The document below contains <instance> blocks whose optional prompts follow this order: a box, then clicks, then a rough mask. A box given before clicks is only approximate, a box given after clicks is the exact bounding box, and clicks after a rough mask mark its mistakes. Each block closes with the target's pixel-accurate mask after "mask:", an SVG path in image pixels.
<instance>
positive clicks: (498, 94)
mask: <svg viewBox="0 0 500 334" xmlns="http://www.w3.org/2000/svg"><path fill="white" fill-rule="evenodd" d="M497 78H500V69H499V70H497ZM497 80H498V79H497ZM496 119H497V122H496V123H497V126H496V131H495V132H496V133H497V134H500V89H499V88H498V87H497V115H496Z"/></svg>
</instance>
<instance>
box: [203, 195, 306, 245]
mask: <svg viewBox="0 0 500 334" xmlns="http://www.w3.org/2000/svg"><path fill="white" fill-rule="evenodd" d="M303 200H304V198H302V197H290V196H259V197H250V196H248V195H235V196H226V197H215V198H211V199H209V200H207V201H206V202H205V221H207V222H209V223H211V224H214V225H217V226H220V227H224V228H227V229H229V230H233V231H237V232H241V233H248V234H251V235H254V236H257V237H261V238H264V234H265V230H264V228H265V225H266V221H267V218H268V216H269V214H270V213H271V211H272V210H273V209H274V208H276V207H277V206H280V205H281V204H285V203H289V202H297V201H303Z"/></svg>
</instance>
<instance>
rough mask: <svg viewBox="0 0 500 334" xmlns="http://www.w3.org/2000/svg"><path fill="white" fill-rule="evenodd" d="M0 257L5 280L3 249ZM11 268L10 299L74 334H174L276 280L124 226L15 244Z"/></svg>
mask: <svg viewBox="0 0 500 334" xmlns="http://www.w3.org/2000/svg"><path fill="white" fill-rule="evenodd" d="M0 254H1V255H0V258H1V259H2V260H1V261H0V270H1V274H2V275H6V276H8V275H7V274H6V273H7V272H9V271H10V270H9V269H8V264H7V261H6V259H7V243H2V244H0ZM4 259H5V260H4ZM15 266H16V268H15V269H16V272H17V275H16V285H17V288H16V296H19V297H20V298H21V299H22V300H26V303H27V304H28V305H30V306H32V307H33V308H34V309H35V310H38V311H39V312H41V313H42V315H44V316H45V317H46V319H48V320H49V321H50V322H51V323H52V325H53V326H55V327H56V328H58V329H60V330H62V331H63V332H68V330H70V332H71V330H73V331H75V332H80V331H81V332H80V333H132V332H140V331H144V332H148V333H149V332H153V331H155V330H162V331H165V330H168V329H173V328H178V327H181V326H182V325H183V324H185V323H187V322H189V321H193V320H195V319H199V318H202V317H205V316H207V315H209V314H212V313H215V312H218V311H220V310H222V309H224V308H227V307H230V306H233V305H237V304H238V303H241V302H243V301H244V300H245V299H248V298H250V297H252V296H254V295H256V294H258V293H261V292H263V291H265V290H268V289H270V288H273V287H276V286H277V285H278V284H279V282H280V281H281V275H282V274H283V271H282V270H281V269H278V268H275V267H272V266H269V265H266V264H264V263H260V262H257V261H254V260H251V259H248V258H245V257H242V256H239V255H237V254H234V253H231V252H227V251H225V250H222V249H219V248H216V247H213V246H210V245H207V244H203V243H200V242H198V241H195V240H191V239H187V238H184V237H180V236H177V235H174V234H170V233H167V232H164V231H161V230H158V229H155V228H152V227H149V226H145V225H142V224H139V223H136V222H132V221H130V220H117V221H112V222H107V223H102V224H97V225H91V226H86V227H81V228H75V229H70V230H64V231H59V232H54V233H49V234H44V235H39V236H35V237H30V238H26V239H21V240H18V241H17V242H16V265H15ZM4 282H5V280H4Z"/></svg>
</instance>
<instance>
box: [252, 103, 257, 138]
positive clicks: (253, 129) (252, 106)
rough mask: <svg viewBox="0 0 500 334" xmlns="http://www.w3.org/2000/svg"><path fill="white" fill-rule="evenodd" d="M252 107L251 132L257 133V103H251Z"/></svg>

•••

*Problem requirements*
Show every line above that contains the string "positive". Case counts.

*Task response*
positive clicks: (498, 94)
positive clicks: (253, 129) (252, 106)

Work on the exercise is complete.